Where the staging has consistency of theme and a consideration for a meaningful context for the work however, was in Alden’s typically stylish and stylised production designs, created here by set designer Paul Steinberg and costume designer Brigitte Reiffenstuel. Evoking a turn of the twentieth century setting that takes the work entirely out of its historical context (notwithstanding the personages reverting to their original Swedish names), the production had the appearance of a Hollywood Musical melodrama, as lavishly stylised as a Bette Davis melodrama, but consistent within its own worldview, and it worked splendidly on this level. The set was a little overworked in places, with dramatic boxed-in angles and heavy Icarus symbolism in a prominent painting, but it clearly responded to the nature of the work, playing more to the sophistication that’s there in the music than the often ludicrous libretto. Alden however even found a way to incorporate this into the production with little eccentric touches - such as the eye-rolling madness of Count Horn, which is not a bad idea.

Similar consideration was given towards the singing and the dramatic performances of the cast assembled here, which was - as it needs to be - forceful and committed. The combination of voices was also well judged, the Met bringing together a few Verdi specialists well-attuned to the Verdi line - Marcelo Álvarez (who I’ve seen singing the role of Gustavo/Riccardo before), Sondra Radvanovsky and lately, Dmitri Hvorostovsky - all of them strong singers in their own right, but clearly on the same page as far as the production was concerned. A few regular Met all-rounders like Stephanie Blythe and Kathleen Kim also delivered strong performances in the lesser roles of Madame Arvidsson and Oscar that really contributed significantly to the overall dynamic. This was strong casting that brought that much needed consistency to a delicately balanced work where one weak element could bring the whole thing down.

Alden and Luisi were clearly aware of this and played to the strengths of the charged writing for these characters. Act II’s duet between Álvarez and Radvanovsky was excellent, hitting all the right emotional buttons, each of the characters delving deeply to make something more of the characters than is there on the page of the libretto. Hvorostovsky brought a rather more tormented intensity to Renato in his scenes with Radvanovsky’s Amelia that seemed a little overwrought, but this paid off in how it made the highly charged final scene work. Un Ballo in Maschera is still a problematic work, but with Luisi and Alden’s considered approach and this kind of dramatic involvement from the singers, the qualities of the opera were given the best possible opportunity to shine.

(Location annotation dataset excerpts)
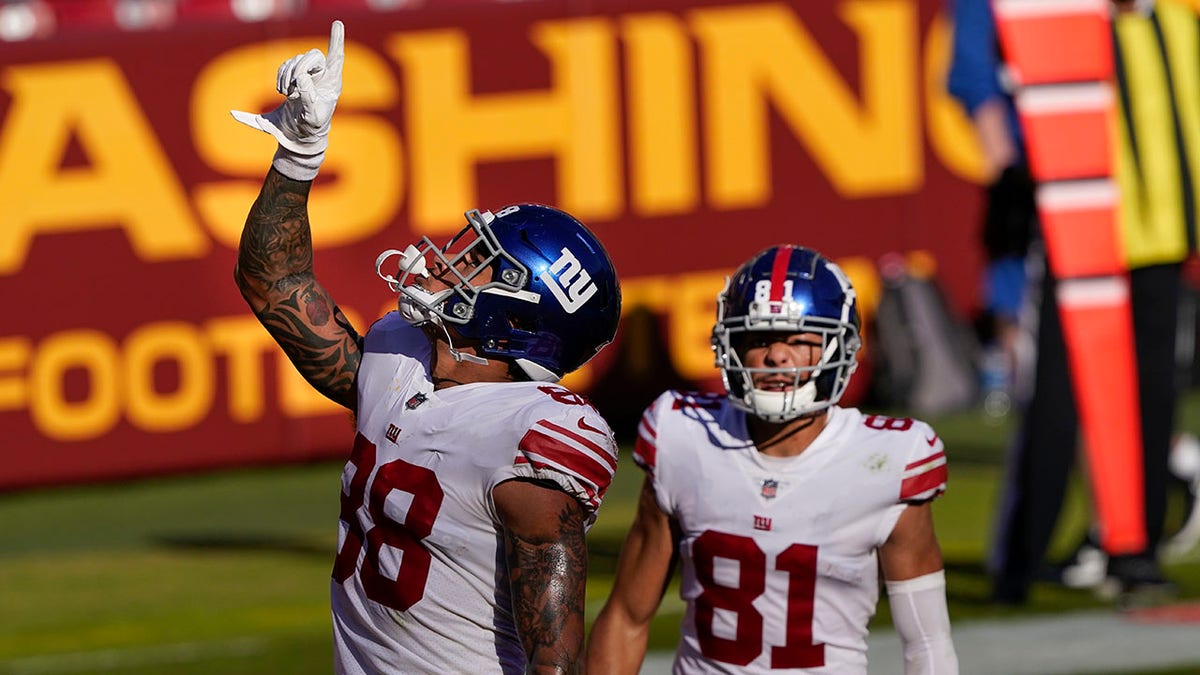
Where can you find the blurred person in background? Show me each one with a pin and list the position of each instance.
(1044, 449)
(473, 477)
(781, 505)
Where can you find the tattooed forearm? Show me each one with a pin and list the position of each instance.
(547, 578)
(275, 276)
(329, 364)
(276, 243)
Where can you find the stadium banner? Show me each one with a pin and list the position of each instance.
(688, 135)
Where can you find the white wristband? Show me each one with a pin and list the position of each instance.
(297, 166)
(919, 614)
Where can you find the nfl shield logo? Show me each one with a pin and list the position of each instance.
(769, 488)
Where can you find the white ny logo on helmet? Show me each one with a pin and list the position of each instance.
(570, 284)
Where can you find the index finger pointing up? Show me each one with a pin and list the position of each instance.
(335, 55)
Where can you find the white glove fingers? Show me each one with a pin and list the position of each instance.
(336, 53)
(283, 77)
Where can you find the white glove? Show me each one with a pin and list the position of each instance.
(312, 82)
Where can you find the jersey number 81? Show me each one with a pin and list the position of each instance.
(798, 561)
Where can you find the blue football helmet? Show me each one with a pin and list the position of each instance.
(553, 299)
(787, 290)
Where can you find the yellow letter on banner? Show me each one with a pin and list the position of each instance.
(127, 179)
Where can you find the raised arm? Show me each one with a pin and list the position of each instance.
(547, 559)
(621, 632)
(274, 269)
(275, 276)
(912, 568)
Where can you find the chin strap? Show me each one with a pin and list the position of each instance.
(460, 357)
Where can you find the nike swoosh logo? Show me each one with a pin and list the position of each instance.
(587, 426)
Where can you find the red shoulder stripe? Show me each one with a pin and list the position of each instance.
(931, 479)
(544, 447)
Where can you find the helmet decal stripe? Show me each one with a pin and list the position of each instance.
(779, 273)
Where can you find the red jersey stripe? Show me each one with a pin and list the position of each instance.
(921, 463)
(931, 479)
(582, 441)
(541, 466)
(552, 451)
(779, 273)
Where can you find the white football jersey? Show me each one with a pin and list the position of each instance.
(779, 554)
(420, 583)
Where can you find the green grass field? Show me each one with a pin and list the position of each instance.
(228, 572)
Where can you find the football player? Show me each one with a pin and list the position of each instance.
(473, 476)
(783, 507)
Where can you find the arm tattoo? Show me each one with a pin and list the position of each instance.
(275, 276)
(547, 575)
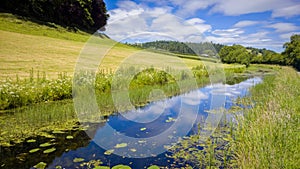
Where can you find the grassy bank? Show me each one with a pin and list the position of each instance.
(265, 135)
(268, 135)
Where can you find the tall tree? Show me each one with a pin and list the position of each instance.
(292, 51)
(87, 15)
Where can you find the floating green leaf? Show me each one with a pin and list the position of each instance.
(49, 150)
(170, 119)
(121, 167)
(109, 152)
(31, 141)
(121, 145)
(77, 160)
(69, 137)
(153, 167)
(40, 165)
(45, 144)
(34, 150)
(101, 167)
(57, 132)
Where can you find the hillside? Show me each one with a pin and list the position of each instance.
(27, 46)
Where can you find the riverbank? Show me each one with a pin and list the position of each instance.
(264, 135)
(40, 119)
(268, 135)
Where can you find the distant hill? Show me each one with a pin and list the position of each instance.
(205, 49)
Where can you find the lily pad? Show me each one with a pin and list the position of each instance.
(49, 150)
(31, 141)
(57, 132)
(78, 160)
(153, 167)
(121, 145)
(34, 150)
(69, 137)
(45, 145)
(170, 119)
(109, 152)
(121, 167)
(101, 167)
(40, 165)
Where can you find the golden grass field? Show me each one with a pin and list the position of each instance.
(24, 47)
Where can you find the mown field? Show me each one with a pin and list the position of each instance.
(37, 63)
(26, 45)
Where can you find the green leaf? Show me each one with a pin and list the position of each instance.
(40, 165)
(49, 150)
(109, 152)
(101, 167)
(77, 160)
(45, 144)
(31, 141)
(69, 137)
(34, 150)
(57, 132)
(153, 167)
(121, 167)
(121, 145)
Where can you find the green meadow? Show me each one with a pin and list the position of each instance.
(37, 71)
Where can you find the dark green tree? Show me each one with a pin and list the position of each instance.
(87, 15)
(292, 51)
(235, 54)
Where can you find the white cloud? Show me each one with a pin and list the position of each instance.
(131, 19)
(246, 23)
(286, 36)
(288, 11)
(283, 27)
(279, 8)
(234, 32)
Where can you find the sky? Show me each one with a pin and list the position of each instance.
(256, 23)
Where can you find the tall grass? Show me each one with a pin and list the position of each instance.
(268, 136)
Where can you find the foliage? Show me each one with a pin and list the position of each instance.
(214, 152)
(205, 48)
(292, 51)
(88, 15)
(235, 54)
(268, 135)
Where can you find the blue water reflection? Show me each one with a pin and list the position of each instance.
(163, 115)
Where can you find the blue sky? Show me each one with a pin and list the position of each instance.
(257, 23)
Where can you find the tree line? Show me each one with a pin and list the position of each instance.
(247, 55)
(189, 48)
(234, 53)
(87, 15)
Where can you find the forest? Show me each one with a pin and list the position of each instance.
(235, 53)
(86, 15)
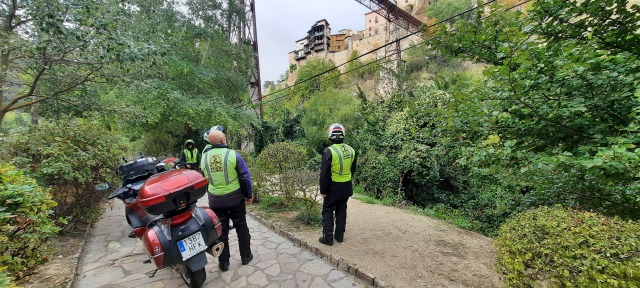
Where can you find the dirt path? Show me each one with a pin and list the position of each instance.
(408, 250)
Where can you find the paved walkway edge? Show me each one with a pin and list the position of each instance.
(73, 282)
(341, 264)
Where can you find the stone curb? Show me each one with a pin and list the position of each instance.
(340, 264)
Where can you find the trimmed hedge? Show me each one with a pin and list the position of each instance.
(25, 226)
(559, 247)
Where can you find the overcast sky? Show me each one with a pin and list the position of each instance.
(282, 22)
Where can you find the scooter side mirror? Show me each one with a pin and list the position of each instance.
(102, 186)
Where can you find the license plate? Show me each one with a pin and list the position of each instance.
(191, 246)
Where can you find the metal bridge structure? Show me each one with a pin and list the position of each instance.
(243, 30)
(399, 23)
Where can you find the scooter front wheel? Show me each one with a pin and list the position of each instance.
(193, 279)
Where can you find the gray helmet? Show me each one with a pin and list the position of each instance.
(336, 131)
(205, 136)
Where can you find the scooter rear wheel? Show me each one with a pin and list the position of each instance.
(193, 279)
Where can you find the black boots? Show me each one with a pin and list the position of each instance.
(224, 266)
(246, 260)
(326, 240)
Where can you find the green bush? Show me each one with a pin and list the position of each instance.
(280, 171)
(559, 247)
(273, 165)
(25, 226)
(69, 157)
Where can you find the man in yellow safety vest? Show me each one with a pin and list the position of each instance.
(229, 188)
(336, 173)
(190, 155)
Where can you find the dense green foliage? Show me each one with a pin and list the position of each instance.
(281, 177)
(558, 247)
(549, 116)
(25, 226)
(68, 157)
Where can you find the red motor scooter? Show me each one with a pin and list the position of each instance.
(177, 234)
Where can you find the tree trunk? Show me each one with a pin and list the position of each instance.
(34, 114)
(4, 58)
(4, 67)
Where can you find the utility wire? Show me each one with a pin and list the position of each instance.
(377, 60)
(370, 52)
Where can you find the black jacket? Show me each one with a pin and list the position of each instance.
(335, 190)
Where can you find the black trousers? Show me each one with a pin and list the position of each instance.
(237, 214)
(329, 207)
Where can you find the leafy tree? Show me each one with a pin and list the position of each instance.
(51, 48)
(326, 107)
(307, 83)
(69, 157)
(564, 103)
(197, 81)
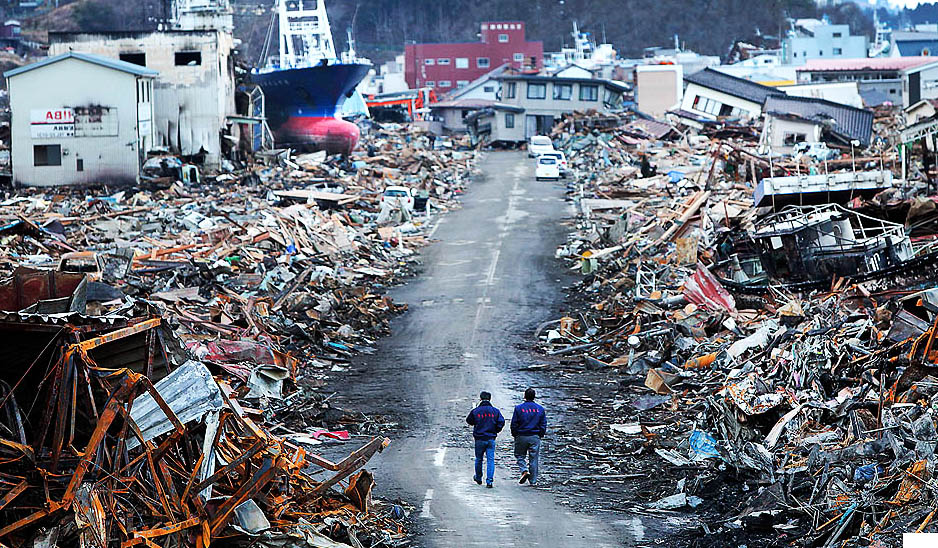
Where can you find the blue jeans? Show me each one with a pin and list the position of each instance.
(528, 446)
(486, 448)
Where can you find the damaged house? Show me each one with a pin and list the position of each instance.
(791, 120)
(195, 91)
(818, 243)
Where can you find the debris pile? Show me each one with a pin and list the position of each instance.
(775, 359)
(166, 344)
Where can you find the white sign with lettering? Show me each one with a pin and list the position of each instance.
(53, 123)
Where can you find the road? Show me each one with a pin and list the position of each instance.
(487, 283)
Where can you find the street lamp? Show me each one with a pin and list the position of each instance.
(853, 157)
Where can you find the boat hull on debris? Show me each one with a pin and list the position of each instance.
(302, 103)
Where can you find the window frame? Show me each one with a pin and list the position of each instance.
(536, 85)
(46, 162)
(559, 96)
(594, 96)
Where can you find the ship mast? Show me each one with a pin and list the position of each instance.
(305, 35)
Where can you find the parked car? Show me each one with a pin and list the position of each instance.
(539, 144)
(561, 159)
(547, 168)
(817, 151)
(398, 196)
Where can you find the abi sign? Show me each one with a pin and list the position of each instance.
(51, 123)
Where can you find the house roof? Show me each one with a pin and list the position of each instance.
(561, 80)
(731, 85)
(459, 92)
(475, 104)
(848, 122)
(868, 64)
(107, 62)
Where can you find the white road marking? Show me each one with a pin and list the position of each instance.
(440, 455)
(427, 499)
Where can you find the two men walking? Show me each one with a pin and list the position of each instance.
(528, 426)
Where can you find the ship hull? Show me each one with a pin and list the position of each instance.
(301, 106)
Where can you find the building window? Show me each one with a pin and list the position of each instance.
(589, 93)
(188, 58)
(134, 58)
(792, 139)
(563, 92)
(47, 155)
(537, 91)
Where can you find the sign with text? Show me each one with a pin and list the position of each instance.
(52, 123)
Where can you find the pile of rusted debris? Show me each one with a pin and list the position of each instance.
(157, 337)
(768, 342)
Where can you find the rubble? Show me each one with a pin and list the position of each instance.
(166, 343)
(773, 363)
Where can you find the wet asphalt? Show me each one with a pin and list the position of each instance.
(487, 282)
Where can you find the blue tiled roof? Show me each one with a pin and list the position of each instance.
(90, 58)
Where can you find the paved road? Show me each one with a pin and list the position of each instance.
(487, 283)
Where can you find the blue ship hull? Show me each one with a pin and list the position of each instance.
(301, 106)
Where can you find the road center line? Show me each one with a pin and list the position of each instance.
(427, 499)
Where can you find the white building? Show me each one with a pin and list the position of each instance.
(195, 89)
(80, 119)
(813, 39)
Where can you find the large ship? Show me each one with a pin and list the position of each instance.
(306, 84)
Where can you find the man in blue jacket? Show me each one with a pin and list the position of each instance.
(486, 421)
(528, 426)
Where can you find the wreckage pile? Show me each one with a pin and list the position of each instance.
(158, 337)
(772, 352)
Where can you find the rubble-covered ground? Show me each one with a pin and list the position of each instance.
(759, 376)
(166, 345)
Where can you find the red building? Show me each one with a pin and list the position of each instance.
(448, 66)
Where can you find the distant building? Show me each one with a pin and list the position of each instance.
(813, 39)
(913, 44)
(712, 94)
(195, 90)
(889, 76)
(448, 66)
(95, 129)
(658, 88)
(529, 105)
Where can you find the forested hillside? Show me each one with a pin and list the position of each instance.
(382, 27)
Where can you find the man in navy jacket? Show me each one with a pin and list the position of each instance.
(486, 421)
(528, 426)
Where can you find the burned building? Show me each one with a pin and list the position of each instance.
(195, 90)
(80, 119)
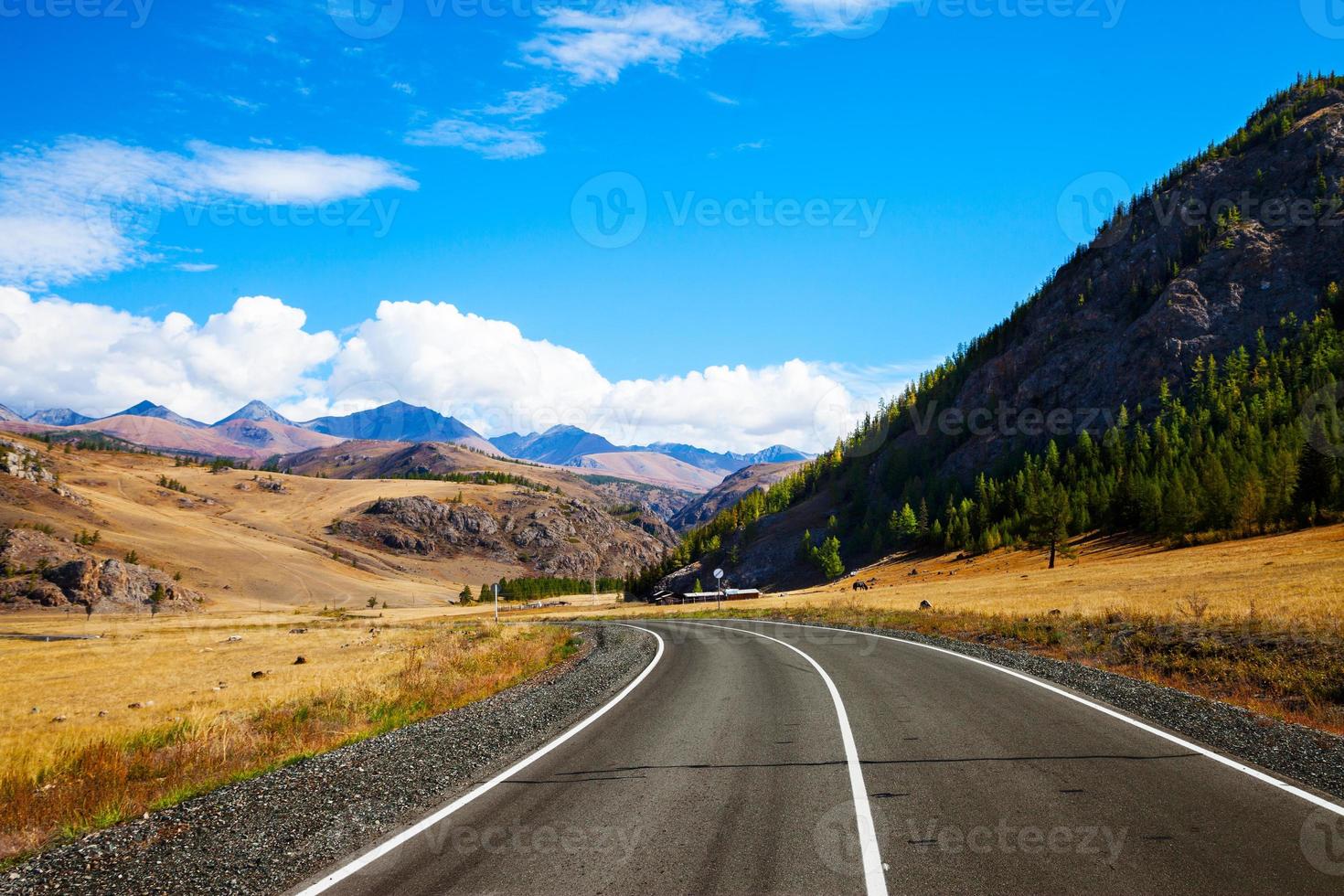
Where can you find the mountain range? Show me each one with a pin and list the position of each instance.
(258, 432)
(568, 443)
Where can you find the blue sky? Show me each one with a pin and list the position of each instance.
(461, 159)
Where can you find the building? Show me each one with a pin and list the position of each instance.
(664, 598)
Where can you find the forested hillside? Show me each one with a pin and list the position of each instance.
(1175, 378)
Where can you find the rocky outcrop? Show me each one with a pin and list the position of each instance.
(571, 539)
(40, 570)
(25, 464)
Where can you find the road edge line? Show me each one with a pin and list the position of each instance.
(372, 855)
(874, 873)
(1115, 713)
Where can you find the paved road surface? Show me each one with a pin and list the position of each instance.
(725, 770)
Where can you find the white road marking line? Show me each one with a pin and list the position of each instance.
(1204, 752)
(420, 827)
(875, 880)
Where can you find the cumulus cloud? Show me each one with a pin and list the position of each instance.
(91, 208)
(97, 359)
(595, 48)
(485, 372)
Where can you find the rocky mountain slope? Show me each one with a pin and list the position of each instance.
(242, 540)
(571, 445)
(648, 466)
(58, 417)
(39, 570)
(400, 422)
(571, 539)
(729, 492)
(1241, 243)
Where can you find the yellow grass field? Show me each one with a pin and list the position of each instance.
(155, 710)
(251, 549)
(1292, 579)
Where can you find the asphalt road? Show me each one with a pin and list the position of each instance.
(729, 769)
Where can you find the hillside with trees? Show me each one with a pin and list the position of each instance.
(1178, 378)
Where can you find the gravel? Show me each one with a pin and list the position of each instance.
(1307, 755)
(268, 835)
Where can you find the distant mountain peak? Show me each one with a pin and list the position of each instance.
(400, 422)
(159, 411)
(58, 417)
(257, 411)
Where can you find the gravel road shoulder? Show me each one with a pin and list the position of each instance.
(266, 835)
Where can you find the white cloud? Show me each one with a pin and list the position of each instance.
(486, 372)
(597, 48)
(280, 176)
(58, 354)
(495, 379)
(89, 208)
(488, 140)
(520, 105)
(852, 17)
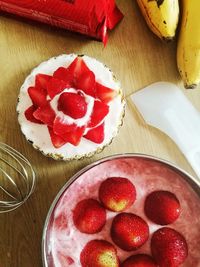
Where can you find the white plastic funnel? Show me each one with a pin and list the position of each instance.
(164, 106)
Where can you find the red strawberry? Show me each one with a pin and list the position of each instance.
(168, 247)
(78, 67)
(96, 135)
(56, 140)
(61, 127)
(29, 115)
(117, 193)
(89, 216)
(129, 231)
(74, 137)
(45, 114)
(41, 80)
(65, 75)
(99, 253)
(162, 207)
(38, 96)
(139, 260)
(55, 86)
(73, 105)
(104, 93)
(86, 83)
(100, 110)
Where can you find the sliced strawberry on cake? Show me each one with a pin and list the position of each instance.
(71, 105)
(104, 93)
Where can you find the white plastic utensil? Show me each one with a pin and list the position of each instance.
(164, 106)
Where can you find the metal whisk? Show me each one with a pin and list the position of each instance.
(17, 178)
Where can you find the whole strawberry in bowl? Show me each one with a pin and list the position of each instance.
(83, 230)
(70, 107)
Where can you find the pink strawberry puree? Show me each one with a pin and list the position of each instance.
(65, 242)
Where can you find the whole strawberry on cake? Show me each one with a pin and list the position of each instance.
(70, 107)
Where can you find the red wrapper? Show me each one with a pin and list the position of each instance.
(89, 17)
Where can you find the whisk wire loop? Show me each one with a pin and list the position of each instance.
(17, 179)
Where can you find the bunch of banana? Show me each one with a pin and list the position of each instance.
(188, 51)
(161, 16)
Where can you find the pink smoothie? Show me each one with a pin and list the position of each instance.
(64, 242)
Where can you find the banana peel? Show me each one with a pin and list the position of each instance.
(188, 49)
(161, 16)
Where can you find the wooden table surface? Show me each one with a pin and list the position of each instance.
(136, 56)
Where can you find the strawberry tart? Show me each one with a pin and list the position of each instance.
(70, 106)
(94, 223)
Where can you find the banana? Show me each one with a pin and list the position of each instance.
(188, 50)
(161, 16)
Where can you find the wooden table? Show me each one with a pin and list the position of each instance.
(136, 56)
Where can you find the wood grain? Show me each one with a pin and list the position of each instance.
(135, 55)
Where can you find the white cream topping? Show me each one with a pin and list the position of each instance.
(42, 140)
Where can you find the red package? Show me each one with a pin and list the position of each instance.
(88, 17)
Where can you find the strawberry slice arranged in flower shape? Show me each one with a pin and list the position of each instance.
(71, 104)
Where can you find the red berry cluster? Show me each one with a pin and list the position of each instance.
(72, 103)
(129, 231)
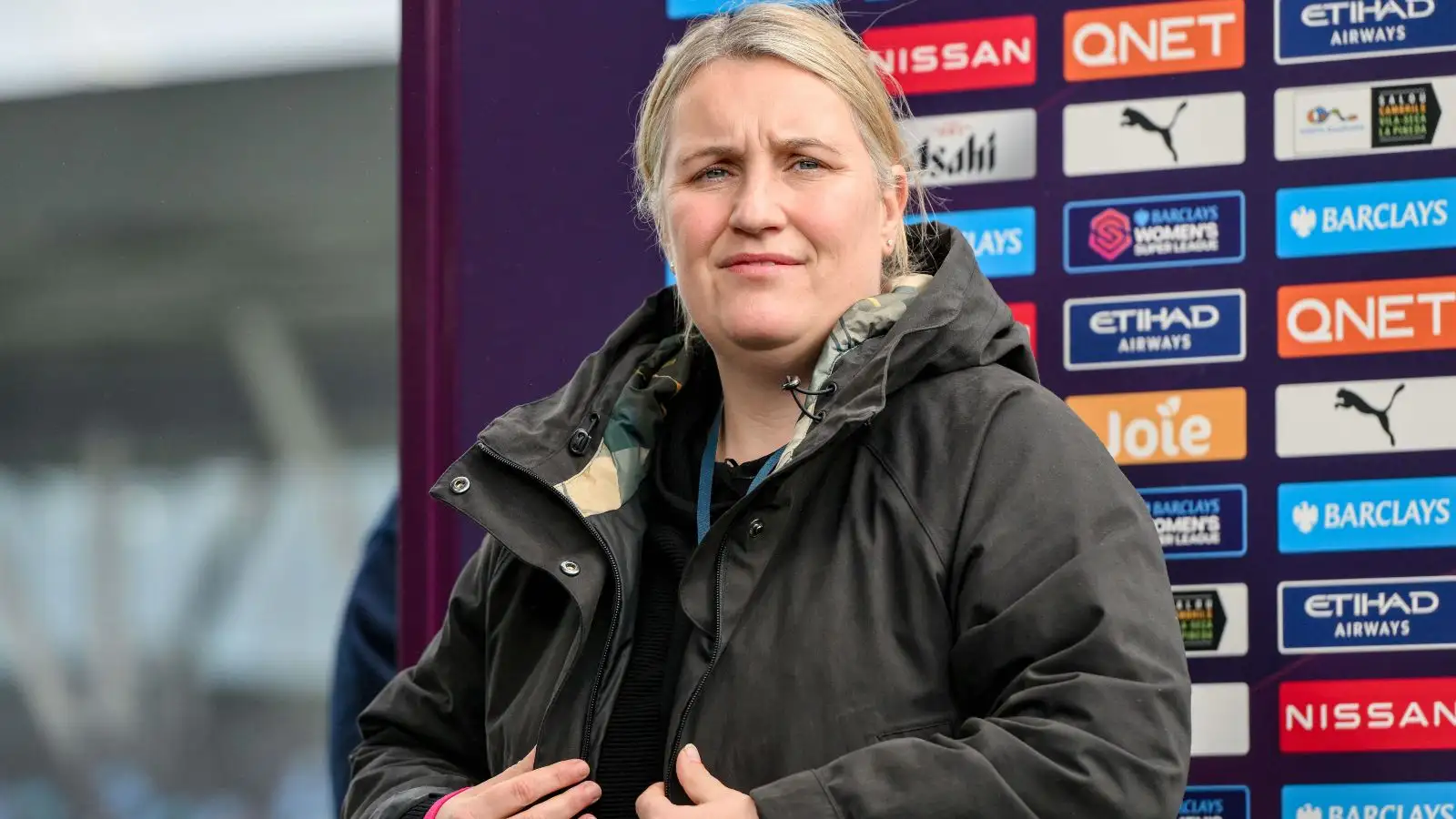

**What this task involves**
Please name the set designer credited in the opera review. This data has no connection to the opera review.

**Output of the task**
Paul Steinberg